=== PAGE EXTRACT ===

In a commentary in the Telegraph – Journal (May 26), a spokesperson for the Atlantic Canada Fish Farmers Association asked the question: “why would we want to grow salmon in an unnatural closed system when we can grow them in a natural environment, uncrowded and using minimal energy?”
The answer is simple. Since there is nothing natural about fish being trapped in netpens, fed food pellets laced with chemicals or being bathed in pesticides, it’s time to move these operations out of public waters and stop the salmon industry’s ecological and economic free-ride.
Open netpen salmon farms operate like industrial feedlots in our coastal waters. They generate large quantities of wastes and the cost of waste disposal is paid by the environment and not the industry. Recent scientific studies indicate that waste from salmon farms is not diluted and can have negative bay-wide ecological impacts. In addition, the wide-range of drugs and pesticides needed to grow salmon in feedlot conditions are known to have impacts on species beyond the netpens.
The physical and environmental footprint of salmon grown in open netpens can destroy, displace and disrupt habitat for other species like lobster and migratory fish. While the industry may claim that the area of the ocean they occupy is small, Department of Fisheries and Oceans habitat regulators believe any alteration, disruption or destruction of just 100 square metres of seabottom is enough to trigger regulatory action.

===

**EXERCISE DESCRIPTION:**
Pick up the commentary on open netpen salmon farms above and continue it from its last sentence.

=== STORED DATA ===

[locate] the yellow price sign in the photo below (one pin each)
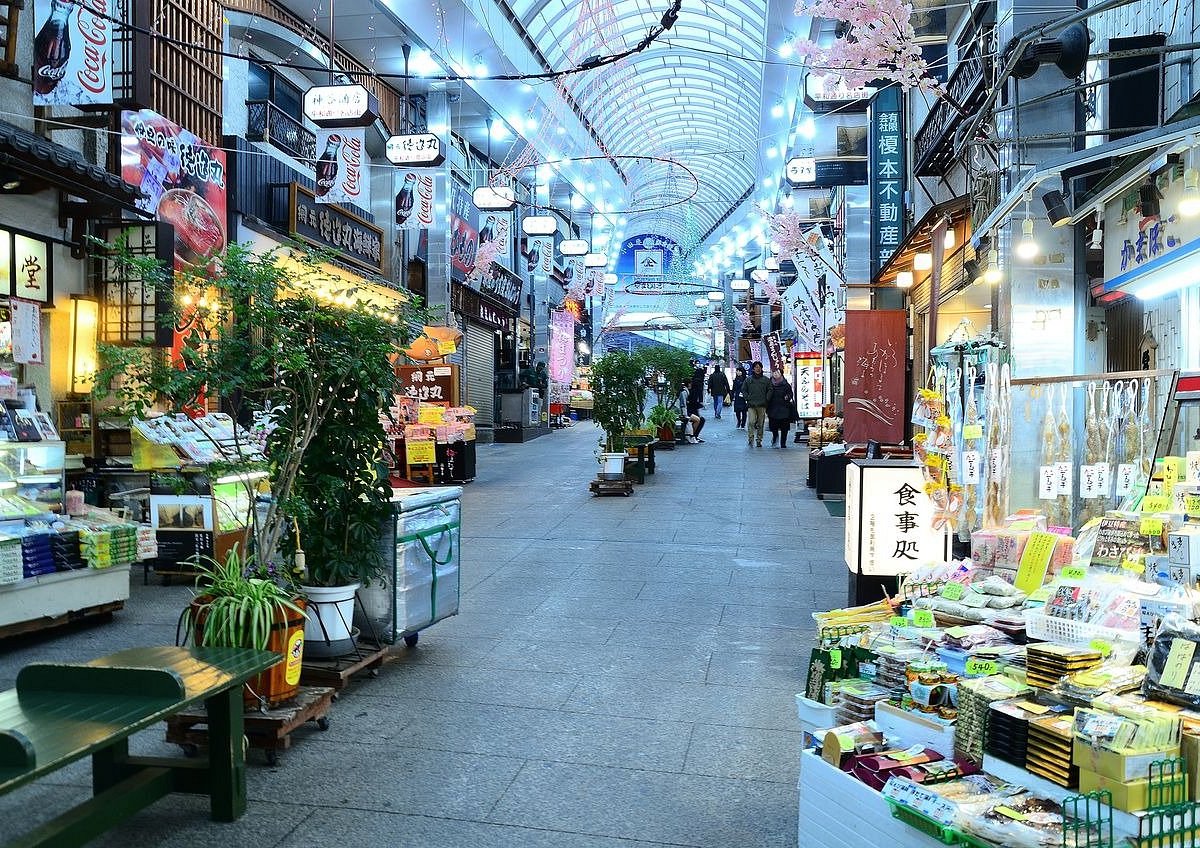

===

**RESPONSE TO THE EXERCISE:**
Year-to-year, environmental monitoring results from fish farms in New Brunswick show that at least 20 percent of salmon feedlots are routinely required by the provincial government to undertake some kind of remediation because the seabottom under their netpens has become so toxic that 60 to 70 per cent of biological diversity has been lost. Surprisingly and disappointingly, DFO only steps in with enforcement action when 70 to 90 per cent is lost.
The salmon industry need not be baffled as to why they are being asked to move their operations onto land. They have created unnatural feedlots in the oceans. Our coastal waters are not limitless in their capacity to absorb all of the waste salmon feedlots produce nor is there limitless habitat for commercial and non-commercial species, many of which have specific habitat needs.
If federal regulators are serious about their mandate to protect ocean habitat and the species that inhabit it, DFO needs to immediately begin developing plans to transition salmon feedlots from the sea to land where the industry will finally have to pay for the real cost of farming salmon.
Inka Milewski is the marine science advisor for the Conservation Council of New Brunswick.